*** Block opens ***
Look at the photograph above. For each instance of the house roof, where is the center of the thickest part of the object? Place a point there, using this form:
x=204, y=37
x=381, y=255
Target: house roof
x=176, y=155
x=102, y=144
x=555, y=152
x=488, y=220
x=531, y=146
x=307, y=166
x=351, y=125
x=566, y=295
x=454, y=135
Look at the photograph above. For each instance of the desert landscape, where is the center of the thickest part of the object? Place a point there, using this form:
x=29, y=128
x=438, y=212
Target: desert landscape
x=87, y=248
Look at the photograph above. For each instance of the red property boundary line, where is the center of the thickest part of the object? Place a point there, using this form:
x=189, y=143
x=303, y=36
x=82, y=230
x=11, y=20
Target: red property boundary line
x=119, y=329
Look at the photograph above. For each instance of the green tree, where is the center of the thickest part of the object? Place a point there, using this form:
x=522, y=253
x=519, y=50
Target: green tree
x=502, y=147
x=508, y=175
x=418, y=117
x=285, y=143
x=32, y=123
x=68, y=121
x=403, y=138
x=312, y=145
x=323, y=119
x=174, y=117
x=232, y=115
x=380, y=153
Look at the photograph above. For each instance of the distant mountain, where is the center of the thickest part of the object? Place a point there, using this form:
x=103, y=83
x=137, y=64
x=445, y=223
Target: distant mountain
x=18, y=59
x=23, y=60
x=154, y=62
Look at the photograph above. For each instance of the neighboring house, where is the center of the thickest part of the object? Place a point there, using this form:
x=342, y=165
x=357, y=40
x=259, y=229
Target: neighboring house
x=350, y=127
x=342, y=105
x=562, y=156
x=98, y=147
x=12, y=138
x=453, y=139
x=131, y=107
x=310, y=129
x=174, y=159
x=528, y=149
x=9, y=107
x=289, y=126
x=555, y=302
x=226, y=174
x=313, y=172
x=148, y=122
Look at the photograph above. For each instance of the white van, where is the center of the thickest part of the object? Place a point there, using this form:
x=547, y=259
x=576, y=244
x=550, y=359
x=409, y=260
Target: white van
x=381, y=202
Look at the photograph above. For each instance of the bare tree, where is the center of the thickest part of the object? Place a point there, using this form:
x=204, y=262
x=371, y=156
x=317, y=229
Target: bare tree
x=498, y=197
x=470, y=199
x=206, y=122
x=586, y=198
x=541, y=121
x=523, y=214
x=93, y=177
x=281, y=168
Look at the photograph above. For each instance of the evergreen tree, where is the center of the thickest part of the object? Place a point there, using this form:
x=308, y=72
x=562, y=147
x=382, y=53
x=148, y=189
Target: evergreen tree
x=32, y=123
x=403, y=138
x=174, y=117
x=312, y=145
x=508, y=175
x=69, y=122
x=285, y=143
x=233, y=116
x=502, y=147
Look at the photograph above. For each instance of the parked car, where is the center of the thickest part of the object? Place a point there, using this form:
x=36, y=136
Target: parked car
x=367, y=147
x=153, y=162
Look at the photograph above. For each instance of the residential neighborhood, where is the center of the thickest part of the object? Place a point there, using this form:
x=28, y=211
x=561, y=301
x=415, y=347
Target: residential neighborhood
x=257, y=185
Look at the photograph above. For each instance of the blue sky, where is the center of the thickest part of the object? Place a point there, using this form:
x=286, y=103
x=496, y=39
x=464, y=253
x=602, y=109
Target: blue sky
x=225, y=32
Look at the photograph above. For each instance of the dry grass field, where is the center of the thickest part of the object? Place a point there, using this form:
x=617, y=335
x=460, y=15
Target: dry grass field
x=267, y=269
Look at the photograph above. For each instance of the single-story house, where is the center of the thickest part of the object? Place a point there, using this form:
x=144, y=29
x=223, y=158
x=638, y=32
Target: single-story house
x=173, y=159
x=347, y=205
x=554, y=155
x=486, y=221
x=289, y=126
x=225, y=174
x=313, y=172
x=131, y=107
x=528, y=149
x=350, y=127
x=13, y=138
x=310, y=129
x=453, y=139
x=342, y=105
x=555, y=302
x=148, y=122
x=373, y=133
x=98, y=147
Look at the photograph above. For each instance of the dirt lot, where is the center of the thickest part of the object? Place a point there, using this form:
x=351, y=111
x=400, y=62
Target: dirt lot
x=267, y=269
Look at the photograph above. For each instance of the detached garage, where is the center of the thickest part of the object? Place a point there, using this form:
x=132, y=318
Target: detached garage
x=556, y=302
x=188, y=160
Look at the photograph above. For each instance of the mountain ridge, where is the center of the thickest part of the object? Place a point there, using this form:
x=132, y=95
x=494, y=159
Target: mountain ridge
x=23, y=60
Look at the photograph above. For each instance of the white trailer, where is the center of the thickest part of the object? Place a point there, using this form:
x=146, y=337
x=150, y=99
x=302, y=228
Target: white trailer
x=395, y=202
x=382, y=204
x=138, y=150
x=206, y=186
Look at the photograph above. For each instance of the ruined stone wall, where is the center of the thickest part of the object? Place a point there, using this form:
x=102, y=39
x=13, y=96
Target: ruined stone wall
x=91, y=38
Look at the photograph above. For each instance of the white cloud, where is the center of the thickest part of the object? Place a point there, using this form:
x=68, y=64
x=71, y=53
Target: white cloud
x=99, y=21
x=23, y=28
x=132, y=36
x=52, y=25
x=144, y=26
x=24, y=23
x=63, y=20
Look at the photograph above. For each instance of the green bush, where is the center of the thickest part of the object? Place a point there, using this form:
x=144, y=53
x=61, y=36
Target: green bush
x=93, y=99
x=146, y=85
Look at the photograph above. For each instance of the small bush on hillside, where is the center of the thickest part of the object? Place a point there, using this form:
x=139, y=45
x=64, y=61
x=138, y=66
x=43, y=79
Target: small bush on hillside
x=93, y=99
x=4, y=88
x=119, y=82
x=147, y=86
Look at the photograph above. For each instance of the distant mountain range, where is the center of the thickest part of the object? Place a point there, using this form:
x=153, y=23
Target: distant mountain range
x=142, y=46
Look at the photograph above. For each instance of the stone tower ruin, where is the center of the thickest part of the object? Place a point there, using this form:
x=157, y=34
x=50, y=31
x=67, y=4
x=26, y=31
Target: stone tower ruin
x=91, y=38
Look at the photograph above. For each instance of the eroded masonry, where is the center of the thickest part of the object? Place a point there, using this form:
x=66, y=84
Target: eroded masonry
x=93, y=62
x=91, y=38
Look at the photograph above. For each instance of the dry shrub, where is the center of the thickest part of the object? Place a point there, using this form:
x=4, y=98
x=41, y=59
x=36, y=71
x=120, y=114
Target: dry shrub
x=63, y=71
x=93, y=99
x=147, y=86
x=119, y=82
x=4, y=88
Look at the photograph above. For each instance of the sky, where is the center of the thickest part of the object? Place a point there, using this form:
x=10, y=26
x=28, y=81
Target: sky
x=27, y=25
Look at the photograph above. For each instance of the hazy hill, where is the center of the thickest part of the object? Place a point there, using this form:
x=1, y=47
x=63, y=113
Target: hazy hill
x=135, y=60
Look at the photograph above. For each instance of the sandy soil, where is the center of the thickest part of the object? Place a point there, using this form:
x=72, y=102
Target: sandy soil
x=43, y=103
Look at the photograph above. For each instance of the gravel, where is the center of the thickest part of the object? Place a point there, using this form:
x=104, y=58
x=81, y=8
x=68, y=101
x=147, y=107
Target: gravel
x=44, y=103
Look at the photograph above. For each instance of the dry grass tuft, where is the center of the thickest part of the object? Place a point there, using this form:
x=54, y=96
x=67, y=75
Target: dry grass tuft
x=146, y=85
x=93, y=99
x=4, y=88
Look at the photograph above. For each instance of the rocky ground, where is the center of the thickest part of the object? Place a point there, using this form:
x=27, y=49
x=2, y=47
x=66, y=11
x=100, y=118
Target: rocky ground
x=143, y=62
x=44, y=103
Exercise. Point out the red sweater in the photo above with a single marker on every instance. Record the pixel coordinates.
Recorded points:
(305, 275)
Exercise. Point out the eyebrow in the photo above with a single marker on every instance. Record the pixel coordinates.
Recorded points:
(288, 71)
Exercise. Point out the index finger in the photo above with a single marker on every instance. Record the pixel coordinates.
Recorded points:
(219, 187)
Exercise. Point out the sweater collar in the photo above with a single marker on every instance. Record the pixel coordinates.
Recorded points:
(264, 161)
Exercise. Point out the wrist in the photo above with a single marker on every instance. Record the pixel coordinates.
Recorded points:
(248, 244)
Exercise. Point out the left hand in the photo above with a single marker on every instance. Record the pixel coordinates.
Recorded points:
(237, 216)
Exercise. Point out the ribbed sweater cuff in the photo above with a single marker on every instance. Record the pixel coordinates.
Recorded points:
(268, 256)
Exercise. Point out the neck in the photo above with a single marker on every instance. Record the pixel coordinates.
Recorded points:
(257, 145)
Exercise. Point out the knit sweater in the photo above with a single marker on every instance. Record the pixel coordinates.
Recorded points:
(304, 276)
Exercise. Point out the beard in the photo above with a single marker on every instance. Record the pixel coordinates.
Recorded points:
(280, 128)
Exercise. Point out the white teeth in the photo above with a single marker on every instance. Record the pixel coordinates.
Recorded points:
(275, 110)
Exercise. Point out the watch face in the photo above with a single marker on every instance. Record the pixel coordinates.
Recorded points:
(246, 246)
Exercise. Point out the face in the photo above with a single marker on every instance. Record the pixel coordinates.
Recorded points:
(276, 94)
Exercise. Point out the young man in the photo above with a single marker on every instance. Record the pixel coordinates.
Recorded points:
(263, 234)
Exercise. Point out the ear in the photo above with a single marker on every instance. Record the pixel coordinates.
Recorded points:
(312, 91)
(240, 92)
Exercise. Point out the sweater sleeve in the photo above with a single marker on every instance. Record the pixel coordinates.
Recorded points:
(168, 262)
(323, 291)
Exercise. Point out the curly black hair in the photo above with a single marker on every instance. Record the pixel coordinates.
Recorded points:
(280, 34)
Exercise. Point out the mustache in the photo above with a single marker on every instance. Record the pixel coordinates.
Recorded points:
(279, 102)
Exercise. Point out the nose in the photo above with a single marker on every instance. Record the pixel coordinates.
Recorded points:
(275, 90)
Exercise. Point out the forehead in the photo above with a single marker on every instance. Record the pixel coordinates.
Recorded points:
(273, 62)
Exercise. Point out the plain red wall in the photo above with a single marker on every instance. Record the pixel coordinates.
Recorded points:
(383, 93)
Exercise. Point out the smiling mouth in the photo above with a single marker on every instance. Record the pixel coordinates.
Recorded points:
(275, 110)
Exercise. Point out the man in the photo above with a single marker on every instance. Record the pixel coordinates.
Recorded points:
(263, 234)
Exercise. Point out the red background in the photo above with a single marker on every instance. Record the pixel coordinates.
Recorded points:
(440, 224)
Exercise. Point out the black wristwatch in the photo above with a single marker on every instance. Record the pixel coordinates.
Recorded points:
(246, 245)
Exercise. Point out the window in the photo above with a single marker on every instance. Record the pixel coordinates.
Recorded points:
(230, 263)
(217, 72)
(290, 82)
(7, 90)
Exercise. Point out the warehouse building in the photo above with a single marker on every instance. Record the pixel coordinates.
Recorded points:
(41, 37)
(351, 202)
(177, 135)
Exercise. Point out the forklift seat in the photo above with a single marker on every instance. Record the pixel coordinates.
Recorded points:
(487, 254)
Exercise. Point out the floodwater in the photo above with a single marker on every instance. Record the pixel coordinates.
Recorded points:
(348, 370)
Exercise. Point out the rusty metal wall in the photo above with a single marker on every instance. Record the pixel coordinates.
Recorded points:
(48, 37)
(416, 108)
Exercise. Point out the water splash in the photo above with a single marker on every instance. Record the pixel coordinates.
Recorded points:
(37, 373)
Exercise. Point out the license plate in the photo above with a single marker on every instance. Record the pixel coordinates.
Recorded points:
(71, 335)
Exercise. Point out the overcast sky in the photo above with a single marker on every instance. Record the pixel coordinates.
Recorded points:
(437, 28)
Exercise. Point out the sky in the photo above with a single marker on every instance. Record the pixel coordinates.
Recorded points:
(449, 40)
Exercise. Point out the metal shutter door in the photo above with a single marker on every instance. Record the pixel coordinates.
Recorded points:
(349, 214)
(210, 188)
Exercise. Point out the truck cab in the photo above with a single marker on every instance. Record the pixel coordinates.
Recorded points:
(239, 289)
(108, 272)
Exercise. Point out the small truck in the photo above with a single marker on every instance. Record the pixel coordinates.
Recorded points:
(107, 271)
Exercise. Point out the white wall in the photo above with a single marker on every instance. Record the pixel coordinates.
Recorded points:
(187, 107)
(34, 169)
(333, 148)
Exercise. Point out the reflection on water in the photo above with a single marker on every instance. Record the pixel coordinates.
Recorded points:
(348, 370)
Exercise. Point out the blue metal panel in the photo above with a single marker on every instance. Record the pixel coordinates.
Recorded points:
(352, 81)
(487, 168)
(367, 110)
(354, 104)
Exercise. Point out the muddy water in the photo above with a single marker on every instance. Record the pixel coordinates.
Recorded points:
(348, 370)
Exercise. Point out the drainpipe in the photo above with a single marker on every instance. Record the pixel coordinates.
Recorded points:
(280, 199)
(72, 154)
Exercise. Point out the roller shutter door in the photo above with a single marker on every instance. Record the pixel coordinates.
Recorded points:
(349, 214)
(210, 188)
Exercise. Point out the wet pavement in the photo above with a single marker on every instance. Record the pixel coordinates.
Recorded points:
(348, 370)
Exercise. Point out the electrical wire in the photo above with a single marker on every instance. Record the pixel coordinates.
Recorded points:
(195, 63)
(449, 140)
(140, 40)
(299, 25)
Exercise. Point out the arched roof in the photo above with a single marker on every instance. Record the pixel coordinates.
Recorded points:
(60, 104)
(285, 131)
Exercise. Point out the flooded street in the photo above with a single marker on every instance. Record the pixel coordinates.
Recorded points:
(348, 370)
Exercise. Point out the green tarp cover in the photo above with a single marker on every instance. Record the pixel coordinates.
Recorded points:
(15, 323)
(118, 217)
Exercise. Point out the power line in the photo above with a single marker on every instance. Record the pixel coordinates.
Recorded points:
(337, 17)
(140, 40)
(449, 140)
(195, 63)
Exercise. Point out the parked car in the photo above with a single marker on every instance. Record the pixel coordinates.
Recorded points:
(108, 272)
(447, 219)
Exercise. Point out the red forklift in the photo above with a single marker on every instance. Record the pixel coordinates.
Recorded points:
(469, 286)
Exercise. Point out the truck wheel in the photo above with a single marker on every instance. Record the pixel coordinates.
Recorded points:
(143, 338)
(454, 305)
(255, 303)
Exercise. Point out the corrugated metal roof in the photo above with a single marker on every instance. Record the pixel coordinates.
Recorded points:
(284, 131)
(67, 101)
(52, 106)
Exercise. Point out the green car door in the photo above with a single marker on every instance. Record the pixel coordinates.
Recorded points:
*** Block closes ***
* TASK DESCRIPTION:
Scan the records above for the string "shutter", then select every line that holds it.

* SOLVED PROBLEM:
Exercise. Point out the metal shutter door in the photo above with a single marker on every instance. Record the pixel coordinates.
Exercise. Point out the roller shutter door in the photo above with a single marker on every instance. Record the pixel coordinates.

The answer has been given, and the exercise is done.